Passage shown:

*-*-*

One other thing that helps with any skill for me, is riding with purpose. Every time I go out and ride I choose one thing to focus on. Sometimes it's cornering; sometimes it's keeping my elbows out.

Are there still handling or technical riding aspects that you find tricky? How do you not let that drag you down when riding?
There will always be ways to improve your riding. That's what I love about mountain biking - I can see my progress every day. Focus on how far you've come

What do you love about riding your bike?
Other than everything? I love the people I've met through biking. 

Tell us about your bike(s), what they are like and why did you choose them?
Well, I'm a little in between bikes right now. My first bike was a 2013 Giant Reign 1. My Reign was the most beautiful bike in the world, in my eyes at least. I knew that I wanted to ride DH, but that I was going to want to ride trails too, so with some help from my friends found the bike that could let me do a little bit of everything.  

What clothing/bike accessories do you love? What would you recommend to your friends?

*-*-*

Saved entries:
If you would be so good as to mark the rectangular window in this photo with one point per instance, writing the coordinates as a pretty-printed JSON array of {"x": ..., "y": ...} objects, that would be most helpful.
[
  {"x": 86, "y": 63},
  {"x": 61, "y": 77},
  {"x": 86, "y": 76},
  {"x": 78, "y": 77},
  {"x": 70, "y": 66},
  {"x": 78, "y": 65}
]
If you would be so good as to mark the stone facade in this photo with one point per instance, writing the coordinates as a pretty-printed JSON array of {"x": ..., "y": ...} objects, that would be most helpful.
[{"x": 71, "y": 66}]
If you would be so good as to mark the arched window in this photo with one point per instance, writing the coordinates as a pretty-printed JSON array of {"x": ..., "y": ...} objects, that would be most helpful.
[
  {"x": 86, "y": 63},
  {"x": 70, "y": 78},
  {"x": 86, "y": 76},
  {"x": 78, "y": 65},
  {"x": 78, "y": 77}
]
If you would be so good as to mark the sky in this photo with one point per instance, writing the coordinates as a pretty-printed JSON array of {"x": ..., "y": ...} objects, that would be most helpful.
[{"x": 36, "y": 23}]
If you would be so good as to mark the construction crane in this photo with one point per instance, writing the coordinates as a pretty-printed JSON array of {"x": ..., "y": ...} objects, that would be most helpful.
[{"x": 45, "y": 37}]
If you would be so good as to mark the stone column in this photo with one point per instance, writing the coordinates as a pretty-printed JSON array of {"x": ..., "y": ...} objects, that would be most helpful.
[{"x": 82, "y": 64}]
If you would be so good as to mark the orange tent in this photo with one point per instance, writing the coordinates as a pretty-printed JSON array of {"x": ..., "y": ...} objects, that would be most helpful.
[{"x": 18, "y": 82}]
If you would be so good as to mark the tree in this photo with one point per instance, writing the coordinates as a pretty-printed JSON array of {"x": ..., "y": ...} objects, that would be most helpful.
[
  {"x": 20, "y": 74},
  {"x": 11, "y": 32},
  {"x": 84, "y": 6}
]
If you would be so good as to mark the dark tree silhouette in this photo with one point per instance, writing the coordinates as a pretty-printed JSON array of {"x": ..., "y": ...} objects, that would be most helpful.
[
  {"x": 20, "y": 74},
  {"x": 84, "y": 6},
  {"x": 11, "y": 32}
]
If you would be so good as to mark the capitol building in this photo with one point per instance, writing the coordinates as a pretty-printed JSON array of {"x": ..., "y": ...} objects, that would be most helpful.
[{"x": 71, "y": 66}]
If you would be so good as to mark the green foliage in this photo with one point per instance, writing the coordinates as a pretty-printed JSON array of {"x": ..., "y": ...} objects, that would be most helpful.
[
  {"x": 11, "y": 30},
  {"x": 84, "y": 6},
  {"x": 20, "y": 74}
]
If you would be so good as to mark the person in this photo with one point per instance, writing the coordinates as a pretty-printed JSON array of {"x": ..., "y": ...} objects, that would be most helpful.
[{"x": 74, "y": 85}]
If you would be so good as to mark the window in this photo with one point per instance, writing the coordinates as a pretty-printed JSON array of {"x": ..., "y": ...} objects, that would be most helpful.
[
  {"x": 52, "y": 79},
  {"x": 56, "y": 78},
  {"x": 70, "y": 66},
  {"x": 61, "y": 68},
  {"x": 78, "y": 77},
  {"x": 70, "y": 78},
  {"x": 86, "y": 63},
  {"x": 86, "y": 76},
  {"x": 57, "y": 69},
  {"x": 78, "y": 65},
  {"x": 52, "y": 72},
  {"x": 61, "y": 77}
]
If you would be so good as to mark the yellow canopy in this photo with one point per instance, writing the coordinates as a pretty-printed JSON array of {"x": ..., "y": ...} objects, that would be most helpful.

*-*-*

Task set:
1. According to the mountain biking interview, what was the rider's first bike?
2. Reproduce the mountain biking interview from "What do you" up to and including "to your friends?".

Results of the tasks:
1. A 2013 Giant Reign 1.

2.
What do you love about riding your bike?
Other than everything? I love the people I've met through biking. 

Tell us about your bike(s), what they are like and why did you choose them?
Well, I'm a little in between bikes right now. My first bike was a 2013 Giant Reign 1. My Reign was the most beautiful bike in the world, in my eyes at least. I knew that I wanted to ride DH, but that I was going to want to ride trails too, so with some help from my friends found the bike that could let me do a little bit of everything.  

What clothing/bike accessories do you love? What would you recommend to your friends?